**Assignment**
What is needed is an exact transcription of the line with "white curtain, then" and all the lines that follow it in the entries below; add nothing else.
Record excerpts Start Marker
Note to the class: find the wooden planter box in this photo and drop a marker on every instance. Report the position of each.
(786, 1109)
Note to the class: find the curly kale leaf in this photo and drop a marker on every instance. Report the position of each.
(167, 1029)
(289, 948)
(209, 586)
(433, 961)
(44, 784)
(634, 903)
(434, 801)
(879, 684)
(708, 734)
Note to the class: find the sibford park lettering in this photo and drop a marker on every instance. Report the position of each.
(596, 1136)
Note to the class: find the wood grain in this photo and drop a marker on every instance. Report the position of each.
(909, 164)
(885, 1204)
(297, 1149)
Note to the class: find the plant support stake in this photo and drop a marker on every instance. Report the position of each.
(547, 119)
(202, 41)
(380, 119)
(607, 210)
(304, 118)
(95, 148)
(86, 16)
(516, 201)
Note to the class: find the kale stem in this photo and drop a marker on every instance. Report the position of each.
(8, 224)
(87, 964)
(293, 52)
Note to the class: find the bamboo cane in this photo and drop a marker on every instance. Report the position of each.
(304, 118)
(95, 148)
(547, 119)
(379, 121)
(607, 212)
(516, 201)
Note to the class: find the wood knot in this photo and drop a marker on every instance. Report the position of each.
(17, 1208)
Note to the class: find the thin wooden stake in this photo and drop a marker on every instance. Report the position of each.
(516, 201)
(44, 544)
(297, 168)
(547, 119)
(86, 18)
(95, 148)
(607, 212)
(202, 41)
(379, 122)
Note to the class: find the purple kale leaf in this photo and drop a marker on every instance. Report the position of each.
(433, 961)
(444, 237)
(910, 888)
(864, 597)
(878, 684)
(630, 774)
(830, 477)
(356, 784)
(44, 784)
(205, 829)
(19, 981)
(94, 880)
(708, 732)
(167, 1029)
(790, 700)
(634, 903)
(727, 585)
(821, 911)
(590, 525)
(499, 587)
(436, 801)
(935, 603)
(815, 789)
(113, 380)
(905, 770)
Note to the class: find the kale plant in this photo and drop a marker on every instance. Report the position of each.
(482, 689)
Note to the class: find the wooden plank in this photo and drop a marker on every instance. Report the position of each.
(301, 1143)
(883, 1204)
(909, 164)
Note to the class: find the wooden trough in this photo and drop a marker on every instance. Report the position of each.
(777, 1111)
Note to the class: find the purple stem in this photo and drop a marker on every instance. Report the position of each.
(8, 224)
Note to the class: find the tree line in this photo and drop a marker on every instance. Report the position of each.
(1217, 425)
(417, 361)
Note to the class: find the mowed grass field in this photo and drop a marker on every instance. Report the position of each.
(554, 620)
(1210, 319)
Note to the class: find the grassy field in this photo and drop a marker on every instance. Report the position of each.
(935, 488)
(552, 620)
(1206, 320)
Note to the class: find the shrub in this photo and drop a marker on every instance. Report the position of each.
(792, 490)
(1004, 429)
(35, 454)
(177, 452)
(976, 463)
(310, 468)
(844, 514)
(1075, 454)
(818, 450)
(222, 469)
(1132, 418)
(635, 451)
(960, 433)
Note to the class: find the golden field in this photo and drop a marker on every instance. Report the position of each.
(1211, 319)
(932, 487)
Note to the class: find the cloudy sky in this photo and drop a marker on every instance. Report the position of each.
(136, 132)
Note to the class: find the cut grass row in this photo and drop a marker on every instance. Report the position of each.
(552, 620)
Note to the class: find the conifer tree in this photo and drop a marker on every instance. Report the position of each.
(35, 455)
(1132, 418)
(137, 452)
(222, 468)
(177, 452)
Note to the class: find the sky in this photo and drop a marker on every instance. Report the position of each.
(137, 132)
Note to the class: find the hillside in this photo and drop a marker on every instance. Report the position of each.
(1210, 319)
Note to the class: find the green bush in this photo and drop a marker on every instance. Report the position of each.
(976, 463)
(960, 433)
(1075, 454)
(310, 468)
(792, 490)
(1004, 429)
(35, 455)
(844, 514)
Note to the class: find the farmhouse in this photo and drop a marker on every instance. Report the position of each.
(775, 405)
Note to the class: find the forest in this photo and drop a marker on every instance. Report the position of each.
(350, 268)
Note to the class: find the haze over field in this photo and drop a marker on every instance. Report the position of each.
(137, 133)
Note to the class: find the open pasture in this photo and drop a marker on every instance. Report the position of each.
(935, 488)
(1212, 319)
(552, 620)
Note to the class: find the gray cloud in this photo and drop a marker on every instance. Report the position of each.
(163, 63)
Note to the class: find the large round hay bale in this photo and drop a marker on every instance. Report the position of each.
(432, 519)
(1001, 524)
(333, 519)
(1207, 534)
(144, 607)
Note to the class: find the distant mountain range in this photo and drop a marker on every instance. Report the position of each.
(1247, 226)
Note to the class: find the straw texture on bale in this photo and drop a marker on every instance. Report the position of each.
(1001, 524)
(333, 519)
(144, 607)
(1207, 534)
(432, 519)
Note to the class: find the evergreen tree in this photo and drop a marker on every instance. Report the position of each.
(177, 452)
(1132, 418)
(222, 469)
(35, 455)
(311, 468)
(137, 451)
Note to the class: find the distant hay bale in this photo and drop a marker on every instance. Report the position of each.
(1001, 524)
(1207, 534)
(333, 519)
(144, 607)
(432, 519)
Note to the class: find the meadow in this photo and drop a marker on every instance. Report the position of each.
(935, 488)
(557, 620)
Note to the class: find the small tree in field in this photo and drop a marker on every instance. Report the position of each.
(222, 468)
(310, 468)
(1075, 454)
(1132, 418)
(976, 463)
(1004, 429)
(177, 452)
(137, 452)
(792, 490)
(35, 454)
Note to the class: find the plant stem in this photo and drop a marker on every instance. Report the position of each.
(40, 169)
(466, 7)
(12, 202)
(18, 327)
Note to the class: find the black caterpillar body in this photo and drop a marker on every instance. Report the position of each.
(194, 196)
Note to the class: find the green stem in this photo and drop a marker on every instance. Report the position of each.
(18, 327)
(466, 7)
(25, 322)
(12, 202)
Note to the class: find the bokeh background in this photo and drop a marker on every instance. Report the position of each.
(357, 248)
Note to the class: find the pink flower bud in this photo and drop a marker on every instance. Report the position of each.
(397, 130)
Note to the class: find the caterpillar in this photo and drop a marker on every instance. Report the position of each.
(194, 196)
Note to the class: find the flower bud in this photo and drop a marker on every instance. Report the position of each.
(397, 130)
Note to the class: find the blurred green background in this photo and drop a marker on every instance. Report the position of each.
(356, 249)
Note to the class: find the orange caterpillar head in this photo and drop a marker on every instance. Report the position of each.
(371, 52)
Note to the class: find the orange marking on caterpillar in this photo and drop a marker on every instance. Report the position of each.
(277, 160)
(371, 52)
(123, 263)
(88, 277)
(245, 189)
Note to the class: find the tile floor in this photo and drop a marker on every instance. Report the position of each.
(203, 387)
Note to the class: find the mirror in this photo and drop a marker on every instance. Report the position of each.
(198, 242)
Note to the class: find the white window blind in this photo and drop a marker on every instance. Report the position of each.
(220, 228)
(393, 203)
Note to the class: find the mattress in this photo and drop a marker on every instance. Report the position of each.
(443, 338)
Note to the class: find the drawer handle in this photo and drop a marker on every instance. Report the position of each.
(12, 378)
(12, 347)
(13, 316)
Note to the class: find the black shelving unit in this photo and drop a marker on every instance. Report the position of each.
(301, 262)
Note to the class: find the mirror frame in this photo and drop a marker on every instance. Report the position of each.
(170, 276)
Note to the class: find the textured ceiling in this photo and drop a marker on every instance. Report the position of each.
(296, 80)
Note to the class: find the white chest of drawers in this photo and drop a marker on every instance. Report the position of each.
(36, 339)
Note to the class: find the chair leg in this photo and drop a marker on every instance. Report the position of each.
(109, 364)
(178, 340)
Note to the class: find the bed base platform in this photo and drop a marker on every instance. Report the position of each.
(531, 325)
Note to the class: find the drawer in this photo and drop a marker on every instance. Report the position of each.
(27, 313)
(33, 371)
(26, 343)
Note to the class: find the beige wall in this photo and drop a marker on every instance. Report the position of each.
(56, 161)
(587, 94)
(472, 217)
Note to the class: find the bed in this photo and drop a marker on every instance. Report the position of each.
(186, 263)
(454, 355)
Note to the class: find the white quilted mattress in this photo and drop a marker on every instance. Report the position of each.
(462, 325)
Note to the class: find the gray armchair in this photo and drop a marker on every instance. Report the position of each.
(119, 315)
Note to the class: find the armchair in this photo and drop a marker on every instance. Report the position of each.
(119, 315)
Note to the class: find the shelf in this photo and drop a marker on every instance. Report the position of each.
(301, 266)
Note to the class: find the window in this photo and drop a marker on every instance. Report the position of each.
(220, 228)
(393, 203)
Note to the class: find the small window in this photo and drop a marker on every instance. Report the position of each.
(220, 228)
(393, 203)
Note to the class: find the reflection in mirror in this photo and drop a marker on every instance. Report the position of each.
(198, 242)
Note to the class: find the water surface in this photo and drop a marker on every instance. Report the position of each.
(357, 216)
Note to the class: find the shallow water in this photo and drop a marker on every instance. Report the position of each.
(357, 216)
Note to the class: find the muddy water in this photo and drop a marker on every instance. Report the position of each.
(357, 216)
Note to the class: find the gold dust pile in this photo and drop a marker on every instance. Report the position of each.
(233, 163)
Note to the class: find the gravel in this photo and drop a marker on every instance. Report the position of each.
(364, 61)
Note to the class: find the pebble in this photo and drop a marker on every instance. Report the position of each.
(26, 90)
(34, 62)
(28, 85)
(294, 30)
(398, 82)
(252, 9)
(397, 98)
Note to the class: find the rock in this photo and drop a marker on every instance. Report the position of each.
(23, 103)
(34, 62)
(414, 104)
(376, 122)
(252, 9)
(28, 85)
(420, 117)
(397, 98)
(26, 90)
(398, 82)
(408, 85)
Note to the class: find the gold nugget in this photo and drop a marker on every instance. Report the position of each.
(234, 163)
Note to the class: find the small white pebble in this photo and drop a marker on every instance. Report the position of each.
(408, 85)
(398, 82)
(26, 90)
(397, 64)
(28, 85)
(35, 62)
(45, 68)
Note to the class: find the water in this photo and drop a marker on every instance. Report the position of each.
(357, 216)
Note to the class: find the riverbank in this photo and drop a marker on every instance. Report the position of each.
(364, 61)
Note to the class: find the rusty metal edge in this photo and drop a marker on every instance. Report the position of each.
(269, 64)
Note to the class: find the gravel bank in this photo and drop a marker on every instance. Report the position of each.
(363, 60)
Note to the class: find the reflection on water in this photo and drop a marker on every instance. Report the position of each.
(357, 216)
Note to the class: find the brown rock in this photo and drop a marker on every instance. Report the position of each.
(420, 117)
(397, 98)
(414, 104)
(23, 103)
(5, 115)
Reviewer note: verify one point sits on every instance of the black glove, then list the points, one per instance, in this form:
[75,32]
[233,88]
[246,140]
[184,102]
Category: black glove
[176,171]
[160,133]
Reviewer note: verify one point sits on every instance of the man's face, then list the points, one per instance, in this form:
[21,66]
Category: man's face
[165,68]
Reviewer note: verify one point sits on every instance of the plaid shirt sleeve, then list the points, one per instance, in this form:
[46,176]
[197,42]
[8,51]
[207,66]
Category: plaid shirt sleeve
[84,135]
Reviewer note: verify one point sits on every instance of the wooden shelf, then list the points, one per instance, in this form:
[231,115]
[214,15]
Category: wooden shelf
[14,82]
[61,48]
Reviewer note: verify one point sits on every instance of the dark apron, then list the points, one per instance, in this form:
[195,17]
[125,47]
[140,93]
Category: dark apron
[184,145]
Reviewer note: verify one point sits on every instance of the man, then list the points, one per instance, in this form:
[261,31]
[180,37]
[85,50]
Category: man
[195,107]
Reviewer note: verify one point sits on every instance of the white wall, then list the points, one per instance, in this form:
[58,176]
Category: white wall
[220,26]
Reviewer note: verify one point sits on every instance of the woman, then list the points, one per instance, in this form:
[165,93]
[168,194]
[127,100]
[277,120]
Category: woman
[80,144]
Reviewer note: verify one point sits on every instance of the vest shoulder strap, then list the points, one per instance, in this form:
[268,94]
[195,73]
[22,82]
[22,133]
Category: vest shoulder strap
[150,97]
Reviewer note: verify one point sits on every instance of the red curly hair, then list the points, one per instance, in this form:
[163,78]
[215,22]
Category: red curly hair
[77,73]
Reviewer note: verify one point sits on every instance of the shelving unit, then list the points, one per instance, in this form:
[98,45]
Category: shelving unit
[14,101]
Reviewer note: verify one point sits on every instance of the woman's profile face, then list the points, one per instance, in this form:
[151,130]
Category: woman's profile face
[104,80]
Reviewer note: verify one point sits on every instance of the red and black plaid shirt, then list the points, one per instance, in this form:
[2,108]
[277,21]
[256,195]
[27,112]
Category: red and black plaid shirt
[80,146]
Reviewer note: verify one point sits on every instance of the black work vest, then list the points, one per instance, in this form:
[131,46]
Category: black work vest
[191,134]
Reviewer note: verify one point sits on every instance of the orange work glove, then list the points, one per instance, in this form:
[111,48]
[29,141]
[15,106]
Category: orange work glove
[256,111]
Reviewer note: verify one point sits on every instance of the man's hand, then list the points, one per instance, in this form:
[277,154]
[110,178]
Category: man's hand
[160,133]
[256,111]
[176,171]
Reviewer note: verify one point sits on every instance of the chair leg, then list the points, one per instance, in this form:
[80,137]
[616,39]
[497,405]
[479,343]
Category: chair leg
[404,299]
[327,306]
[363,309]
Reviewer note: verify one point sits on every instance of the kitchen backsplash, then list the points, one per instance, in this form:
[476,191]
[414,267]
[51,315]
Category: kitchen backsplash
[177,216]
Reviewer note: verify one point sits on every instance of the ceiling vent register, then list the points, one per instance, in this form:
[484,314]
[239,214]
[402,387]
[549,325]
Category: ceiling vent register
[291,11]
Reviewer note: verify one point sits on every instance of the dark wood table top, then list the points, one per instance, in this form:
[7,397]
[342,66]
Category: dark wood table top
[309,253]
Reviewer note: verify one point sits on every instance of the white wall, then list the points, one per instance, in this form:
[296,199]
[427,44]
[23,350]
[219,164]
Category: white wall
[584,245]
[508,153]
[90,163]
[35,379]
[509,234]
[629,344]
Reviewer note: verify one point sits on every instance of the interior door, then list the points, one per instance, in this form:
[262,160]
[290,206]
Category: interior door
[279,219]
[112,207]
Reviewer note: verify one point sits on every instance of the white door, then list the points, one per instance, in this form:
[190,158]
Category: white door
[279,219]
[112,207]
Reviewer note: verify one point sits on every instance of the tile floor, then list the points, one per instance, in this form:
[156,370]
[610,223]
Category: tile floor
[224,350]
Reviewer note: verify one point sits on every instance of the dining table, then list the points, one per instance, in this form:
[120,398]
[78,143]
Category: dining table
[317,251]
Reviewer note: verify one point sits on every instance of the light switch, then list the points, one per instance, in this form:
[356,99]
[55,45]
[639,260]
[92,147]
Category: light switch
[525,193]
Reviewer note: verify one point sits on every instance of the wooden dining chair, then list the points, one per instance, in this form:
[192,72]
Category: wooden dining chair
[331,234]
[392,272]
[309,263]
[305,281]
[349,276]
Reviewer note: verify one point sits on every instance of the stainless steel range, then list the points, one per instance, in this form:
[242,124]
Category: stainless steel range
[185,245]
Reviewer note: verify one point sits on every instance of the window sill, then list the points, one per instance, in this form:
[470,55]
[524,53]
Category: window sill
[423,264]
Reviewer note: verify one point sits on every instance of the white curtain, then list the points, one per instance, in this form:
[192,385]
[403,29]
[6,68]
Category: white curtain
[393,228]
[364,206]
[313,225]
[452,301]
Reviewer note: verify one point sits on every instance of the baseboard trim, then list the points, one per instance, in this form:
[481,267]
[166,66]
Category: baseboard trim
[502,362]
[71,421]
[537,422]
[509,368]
Record excerpts End Marker
**Response area**
Reviewer note: verify one point sits on every instance of the white curtain, then list the points, one per instance, in this form:
[192,385]
[403,29]
[6,68]
Category: white curtain
[393,228]
[364,206]
[313,225]
[452,301]
Reviewer note: verify one point sits on every instance of the baseboard trim, then list the points, one per instance, in this form:
[481,267]
[166,66]
Category: baseboard trim
[502,362]
[71,421]
[537,422]
[509,368]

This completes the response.